• Tekst źródłowy:
══════════════════════════════

64-letni obecnie Gretzky strzelił 894 bramki w... 1487 meczach zasadniczej części rozgrywek, także w ciągu 20 sezonów, reprezentując barwy Edmonton Oilers, Los Angeles Kings, St. Louis Blues i New York Rangers, zanim w 1999 roku zakończył karierę.
Po spotkaniu Caps z „Czarnymi Jastrzębiami” Gretzky pogratulował Rosjaninowi osiągnięcia w szatni drużyny z Waszyngtonu.
„Od wielkiego do wielkiego”
– głosi podpis pod zdjęciem hokeistów, które pojawiło się na portalach społecznościowych Caps.
Owieczkin ujawnił, co Gretzky napisał mu przed meczem. Jak zacytował Rosjanina „The Athletic” słynny Kanadyjczyk miał napisać Aleksandrowi:
„Zdobądź trzy gole i ta historia się skończy”.
Legendarny kanadyjski napastnik i posiadacz licznych rekordów NHL Gretzky odpowiedział na pytanie, czy czuje gorycz z powodu wyrównania jego rekord bramek w NHL.
– Nie, wcale, ani trochę. Cieszę się z powodu Alexa. Mój dziadek był Rosjaninem, byłby bardzo szczęśliwy, gdyby Rosjanin pobił mój rekord. Dobra robota, Alex. Jestem dumny, że jest remis między nami. Mogę z tym żyć przez kolejne 24 godziny. Do zobaczenia w niedzielę
– zacytował Gretzky'ego „The Athletic”.

– Oczywiście cieszę się, że udało mi się osiągnąć taki wynik na oczach naszych fanów, rodziny, dzieci, żony. Wiem, że wiele osób oglądało ten mecz, że śledzą mnie w Rosji. Dlatego cieszę się, że wszystko się udało
– powiedział Owieczkin.
Rosjanin ostatni błyszczy skutecznością – uzyskał 15 goli w 20 spotkaniach. Zaskakuje tym ligowych statystyków, którzy wcześniej prognozowali – na podstawie liczb z jego kariery i tego sezonu, że bramkę numer 895 powinien zdobyć w... przedostatnim meczu, czyli 15 kwietnia przeciw New York Islanders. Teraz wygląda na to, że uczyni to szybciej.
Owieczkin mógł przejść do historii znacznie wcześniej, ale na przełomie listopada i grudnia opuścił 16 meczów z powodu kontuzji.
Urodził się w Moskwie w 1985 roku. Jego ojciec był piłkarzem, a matka – koszykarką. On sam jednak szybko przejawiał talent do hokeja. Bił rekordy jako junior i w 2004 roku został wybrany w drafcie do NHL przez Washington Capitals, z którymi związał całą karierę w USA.
Z powodu lokautu, który wynikał ze sporu na tle płacowym, zadebiutował za oceanem dopiero w 2005 roku. Pierwsze dwa gole uzyskał 5 października 2005 przeciw Columbus Blue Jackets. W premierowym sezonie zdobył 52 bramki i został uznany Debiutantem Roku.

══════════════════════════════

[Rekordy współrzędnych z adnotacjami]
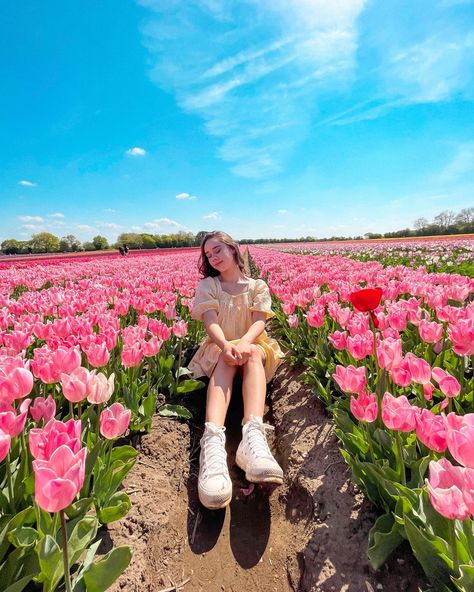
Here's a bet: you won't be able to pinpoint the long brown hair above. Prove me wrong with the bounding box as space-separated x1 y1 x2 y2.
198 230 244 277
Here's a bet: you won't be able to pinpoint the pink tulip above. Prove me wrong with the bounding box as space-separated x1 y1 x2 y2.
0 367 33 402
350 391 378 423
425 458 471 520
377 337 403 370
28 419 81 460
0 399 31 438
52 347 81 374
445 413 474 469
382 393 420 432
148 319 171 341
405 352 431 384
328 331 347 350
84 342 110 368
142 336 161 358
172 320 188 337
122 343 143 368
347 331 374 360
100 403 132 440
286 315 300 329
332 365 367 393
61 366 91 403
431 367 461 397
448 318 474 356
0 429 12 462
87 372 115 404
390 358 412 386
33 445 87 512
416 409 448 452
30 395 56 424
306 305 324 327
418 320 443 343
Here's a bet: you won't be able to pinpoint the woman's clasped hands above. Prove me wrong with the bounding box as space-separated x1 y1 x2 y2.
222 339 252 366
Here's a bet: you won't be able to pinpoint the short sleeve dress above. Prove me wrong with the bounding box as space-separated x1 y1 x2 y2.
189 277 284 382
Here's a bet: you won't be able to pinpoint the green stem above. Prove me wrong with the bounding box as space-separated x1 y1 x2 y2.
59 510 72 592
449 520 459 577
395 430 407 487
6 450 16 515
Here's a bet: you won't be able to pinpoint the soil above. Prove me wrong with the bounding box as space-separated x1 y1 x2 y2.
102 365 426 592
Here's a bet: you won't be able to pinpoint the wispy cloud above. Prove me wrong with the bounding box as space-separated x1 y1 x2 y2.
143 218 189 232
140 0 367 179
18 216 44 222
203 212 220 220
125 146 146 156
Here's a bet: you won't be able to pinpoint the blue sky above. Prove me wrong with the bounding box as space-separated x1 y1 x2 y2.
0 0 474 241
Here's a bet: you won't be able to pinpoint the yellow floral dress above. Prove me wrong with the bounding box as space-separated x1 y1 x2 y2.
189 276 284 382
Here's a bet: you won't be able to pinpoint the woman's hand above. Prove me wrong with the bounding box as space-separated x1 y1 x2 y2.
235 339 252 366
222 343 243 366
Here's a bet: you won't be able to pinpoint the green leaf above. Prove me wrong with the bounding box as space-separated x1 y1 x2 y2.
67 516 98 566
404 516 453 592
64 497 93 518
367 514 403 569
453 565 474 592
178 380 205 393
158 403 193 419
84 547 132 592
98 491 132 524
8 526 39 547
36 534 64 590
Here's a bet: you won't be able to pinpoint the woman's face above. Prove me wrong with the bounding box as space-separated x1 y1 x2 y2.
204 238 237 273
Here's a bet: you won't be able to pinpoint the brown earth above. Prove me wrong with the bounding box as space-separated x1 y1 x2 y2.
102 365 425 592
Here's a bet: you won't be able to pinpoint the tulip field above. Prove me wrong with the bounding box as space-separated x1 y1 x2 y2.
0 238 474 592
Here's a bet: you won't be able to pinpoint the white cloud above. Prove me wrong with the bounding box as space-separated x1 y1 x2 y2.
125 146 146 156
18 216 44 222
143 218 189 231
96 222 122 230
140 0 367 179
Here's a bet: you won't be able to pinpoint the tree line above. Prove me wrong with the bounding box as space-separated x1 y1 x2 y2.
0 208 474 255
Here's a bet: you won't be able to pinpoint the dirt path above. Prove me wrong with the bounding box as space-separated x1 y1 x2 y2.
103 366 424 592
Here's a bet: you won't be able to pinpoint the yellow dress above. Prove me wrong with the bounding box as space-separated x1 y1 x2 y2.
189 276 284 382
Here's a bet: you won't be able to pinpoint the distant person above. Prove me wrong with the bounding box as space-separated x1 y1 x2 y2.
189 231 283 509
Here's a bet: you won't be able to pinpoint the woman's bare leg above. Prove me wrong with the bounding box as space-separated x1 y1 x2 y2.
242 345 267 422
206 355 239 426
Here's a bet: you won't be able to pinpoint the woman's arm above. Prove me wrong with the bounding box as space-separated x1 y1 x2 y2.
202 310 242 366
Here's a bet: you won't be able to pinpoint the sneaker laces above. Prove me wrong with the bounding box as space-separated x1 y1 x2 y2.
246 416 275 459
201 424 228 478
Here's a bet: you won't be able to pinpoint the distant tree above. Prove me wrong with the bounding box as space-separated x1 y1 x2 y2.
59 234 81 253
433 210 456 228
29 232 60 253
194 230 209 247
456 208 474 224
2 238 21 255
141 233 156 249
413 218 429 230
92 234 109 251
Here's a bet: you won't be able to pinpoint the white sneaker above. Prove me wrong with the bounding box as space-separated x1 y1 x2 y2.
236 415 283 485
198 422 232 510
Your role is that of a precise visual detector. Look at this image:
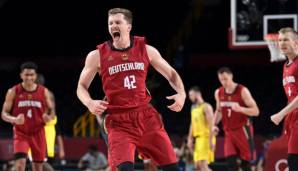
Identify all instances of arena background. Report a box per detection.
[0,0,298,170]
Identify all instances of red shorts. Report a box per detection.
[105,106,177,166]
[285,110,298,154]
[13,128,46,162]
[224,126,255,161]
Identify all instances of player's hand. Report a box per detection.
[270,113,285,125]
[87,100,109,115]
[167,93,186,112]
[13,113,25,125]
[212,126,219,136]
[187,138,193,151]
[42,113,53,123]
[232,103,243,112]
[59,149,65,160]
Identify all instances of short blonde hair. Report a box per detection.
[108,8,133,24]
[278,27,298,40]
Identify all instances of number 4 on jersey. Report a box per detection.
[27,109,32,118]
[124,75,137,89]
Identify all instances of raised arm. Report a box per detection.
[146,45,186,112]
[214,89,222,125]
[43,88,56,122]
[77,50,107,114]
[232,88,260,116]
[204,103,215,151]
[1,88,25,125]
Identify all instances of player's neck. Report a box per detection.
[225,82,237,93]
[196,98,204,106]
[22,82,37,91]
[113,36,130,49]
[287,53,298,64]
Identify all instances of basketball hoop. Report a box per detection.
[265,34,286,62]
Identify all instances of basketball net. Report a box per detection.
[265,34,287,62]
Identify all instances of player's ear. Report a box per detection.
[127,24,132,32]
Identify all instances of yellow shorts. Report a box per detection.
[44,125,56,157]
[193,137,216,164]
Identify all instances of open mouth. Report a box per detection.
[113,31,120,39]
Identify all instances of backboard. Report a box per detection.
[229,0,298,49]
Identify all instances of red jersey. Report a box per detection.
[218,84,250,131]
[282,60,298,103]
[97,36,151,112]
[11,84,46,135]
[282,59,298,126]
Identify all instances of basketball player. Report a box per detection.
[36,73,65,171]
[1,62,55,171]
[77,8,186,171]
[271,27,298,171]
[214,67,259,171]
[187,86,215,171]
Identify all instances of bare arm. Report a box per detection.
[1,88,16,124]
[146,45,186,112]
[232,88,260,116]
[45,89,56,119]
[187,123,194,151]
[204,104,215,150]
[77,50,107,114]
[57,135,65,159]
[214,89,222,125]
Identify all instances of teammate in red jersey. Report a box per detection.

══════════════════════════════

• Zadania do wykonania:
[a] Według tekstu źródłowego ile bramek strzelił Gretzky w meczach zasadniczej części rozgrywek NHL?
[b] Przepisz z rekordów wszystko od wiersza zawierającego "Your role is" w dół do wiersza zawierającego "[224,126,255,161]", łącznie z oboma tymi wierszami. Obrazy pomiń w odpowiedzi.

• Oczekiwane wyniki:
[a] 894 bramki w 1487 meczach.

[b]
Your role is that of a precise visual detector. Look at this image:
Identify all instances of arena background. Report a box per detection.
[0,0,298,170]
Identify all instances of red shorts. Report a box per detection.
[105,106,177,166]
[285,110,298,154]
[13,128,46,162]
[224,126,255,161]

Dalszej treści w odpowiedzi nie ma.